Your task -
Lines before the one containing "Look at the photo above. For each instance of the seated" are left out; that line and every line after it, through the end of the records, are to be reproduced exactly.

(Source records)
+ + + + +

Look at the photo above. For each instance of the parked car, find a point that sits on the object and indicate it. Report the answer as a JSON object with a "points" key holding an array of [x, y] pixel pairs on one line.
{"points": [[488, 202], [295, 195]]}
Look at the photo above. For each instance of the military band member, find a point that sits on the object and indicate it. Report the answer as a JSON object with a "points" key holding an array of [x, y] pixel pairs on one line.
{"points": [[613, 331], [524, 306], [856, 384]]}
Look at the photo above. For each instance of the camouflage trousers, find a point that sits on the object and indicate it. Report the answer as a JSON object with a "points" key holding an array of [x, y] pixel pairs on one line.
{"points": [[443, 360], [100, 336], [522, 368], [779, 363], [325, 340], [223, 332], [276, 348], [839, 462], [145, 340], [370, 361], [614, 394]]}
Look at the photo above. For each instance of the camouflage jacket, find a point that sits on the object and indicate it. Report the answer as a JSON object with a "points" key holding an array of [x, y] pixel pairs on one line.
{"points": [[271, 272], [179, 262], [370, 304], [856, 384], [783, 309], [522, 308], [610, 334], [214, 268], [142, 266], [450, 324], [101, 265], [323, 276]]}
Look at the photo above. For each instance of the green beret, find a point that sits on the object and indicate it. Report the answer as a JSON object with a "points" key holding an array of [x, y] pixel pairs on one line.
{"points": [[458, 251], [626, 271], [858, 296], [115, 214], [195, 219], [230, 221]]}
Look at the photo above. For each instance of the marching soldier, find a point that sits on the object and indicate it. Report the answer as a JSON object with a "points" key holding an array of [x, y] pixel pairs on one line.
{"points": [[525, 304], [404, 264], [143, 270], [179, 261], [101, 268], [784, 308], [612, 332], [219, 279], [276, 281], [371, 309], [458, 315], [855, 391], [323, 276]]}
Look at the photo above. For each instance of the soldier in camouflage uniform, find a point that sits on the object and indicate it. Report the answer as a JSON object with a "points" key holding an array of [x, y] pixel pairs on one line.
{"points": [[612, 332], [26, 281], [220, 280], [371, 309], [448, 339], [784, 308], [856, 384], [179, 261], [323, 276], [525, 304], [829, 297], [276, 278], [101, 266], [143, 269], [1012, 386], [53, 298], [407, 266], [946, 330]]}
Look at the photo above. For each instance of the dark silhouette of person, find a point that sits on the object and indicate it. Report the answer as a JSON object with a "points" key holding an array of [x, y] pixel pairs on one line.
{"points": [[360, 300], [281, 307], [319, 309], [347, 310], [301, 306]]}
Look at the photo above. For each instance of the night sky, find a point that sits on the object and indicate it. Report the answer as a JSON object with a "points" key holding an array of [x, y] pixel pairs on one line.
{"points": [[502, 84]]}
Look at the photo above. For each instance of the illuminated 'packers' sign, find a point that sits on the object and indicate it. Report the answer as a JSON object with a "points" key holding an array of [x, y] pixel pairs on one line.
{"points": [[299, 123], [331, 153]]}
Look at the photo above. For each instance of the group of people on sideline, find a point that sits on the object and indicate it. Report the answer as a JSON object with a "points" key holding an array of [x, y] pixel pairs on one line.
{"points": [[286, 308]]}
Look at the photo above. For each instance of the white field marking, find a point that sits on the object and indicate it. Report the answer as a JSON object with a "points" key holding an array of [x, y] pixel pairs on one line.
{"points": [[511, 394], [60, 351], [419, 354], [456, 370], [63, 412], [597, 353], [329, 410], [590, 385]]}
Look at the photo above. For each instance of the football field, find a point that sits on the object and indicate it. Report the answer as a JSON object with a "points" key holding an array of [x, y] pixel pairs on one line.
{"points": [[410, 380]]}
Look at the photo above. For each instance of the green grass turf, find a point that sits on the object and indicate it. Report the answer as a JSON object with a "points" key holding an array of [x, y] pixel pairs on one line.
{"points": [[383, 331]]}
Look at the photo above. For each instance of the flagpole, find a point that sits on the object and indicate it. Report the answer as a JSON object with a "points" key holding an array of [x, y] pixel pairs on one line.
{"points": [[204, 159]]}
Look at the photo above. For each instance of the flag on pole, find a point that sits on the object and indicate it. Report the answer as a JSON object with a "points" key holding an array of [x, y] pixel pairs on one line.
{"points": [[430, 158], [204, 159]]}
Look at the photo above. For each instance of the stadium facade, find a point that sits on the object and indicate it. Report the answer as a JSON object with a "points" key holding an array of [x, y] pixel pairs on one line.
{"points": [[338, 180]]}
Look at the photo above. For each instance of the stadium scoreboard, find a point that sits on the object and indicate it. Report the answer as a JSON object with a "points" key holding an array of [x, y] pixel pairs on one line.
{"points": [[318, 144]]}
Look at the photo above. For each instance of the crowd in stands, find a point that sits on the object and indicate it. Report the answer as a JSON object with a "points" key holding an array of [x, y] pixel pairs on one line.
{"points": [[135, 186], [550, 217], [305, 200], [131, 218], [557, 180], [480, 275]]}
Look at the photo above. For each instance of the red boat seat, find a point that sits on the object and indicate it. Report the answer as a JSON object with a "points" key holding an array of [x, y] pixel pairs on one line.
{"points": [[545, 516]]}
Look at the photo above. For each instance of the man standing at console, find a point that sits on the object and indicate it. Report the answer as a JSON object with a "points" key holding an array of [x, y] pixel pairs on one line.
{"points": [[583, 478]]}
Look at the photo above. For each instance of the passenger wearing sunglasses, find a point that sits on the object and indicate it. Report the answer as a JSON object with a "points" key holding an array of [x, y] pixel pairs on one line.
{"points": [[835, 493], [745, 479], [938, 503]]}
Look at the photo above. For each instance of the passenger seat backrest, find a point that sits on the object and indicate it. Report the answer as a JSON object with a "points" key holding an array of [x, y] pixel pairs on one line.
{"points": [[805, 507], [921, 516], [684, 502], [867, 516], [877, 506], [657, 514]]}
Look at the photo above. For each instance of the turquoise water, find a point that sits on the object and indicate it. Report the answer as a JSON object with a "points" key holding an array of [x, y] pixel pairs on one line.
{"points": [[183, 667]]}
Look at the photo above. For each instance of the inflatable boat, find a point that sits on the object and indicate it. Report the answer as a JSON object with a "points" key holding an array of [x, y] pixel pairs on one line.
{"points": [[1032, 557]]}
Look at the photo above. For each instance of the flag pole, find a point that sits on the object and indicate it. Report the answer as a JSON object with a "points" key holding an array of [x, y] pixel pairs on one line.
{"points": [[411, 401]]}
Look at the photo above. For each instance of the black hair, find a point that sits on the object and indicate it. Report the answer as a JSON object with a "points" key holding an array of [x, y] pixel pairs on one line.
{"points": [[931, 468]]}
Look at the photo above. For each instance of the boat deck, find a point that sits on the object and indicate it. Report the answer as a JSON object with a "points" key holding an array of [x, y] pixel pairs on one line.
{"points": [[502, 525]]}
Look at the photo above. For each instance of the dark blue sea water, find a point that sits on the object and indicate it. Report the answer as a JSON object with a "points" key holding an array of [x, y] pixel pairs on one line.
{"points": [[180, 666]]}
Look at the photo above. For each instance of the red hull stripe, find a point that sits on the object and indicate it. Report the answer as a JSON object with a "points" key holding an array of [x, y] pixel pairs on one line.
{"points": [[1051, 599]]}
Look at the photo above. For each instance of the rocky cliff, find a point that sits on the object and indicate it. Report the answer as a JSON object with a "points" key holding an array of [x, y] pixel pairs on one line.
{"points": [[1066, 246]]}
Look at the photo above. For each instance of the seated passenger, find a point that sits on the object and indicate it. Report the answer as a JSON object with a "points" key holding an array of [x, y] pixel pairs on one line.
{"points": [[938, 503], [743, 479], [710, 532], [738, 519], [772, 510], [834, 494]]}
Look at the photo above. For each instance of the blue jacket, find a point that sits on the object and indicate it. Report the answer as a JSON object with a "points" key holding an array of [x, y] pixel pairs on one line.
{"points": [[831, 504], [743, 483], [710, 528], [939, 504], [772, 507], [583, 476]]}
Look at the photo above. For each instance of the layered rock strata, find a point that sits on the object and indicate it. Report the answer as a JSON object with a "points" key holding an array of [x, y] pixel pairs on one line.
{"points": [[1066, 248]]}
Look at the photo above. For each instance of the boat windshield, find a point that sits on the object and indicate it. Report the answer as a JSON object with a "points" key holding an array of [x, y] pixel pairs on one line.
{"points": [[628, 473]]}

+ + + + +

Problem solution -
Look at the photo above. For each instance of the seated passenger, find a point that sits on the object and indicate it. Report the answer as a JSON object with a "points" key holding an array of [x, y] pixel pairs on one line.
{"points": [[938, 503], [743, 479], [710, 532], [738, 519], [772, 510], [834, 494]]}
Look at the photo above. For each instance of the blue jacket, find a point that sits on the object and indicate it. Report the answer as a JSON object with a "points" key holding an array of [x, y] pixel pairs on one line.
{"points": [[831, 504], [743, 483], [710, 528], [939, 504], [772, 507], [583, 476]]}
Look at the photo above. For each instance of the layered rock strata, find a point that sits on the object and indicate it. Report the answer as a JSON object with a "points" key holding an array of [x, y] pixel pairs on one line.
{"points": [[1066, 248]]}
Look at the photo above. For each instance of the boat windshield, find a point that sits on the object and indicate it. Report the answer as a JSON object with a "points" key holding an array of [x, y] pixel pairs on one line.
{"points": [[628, 473]]}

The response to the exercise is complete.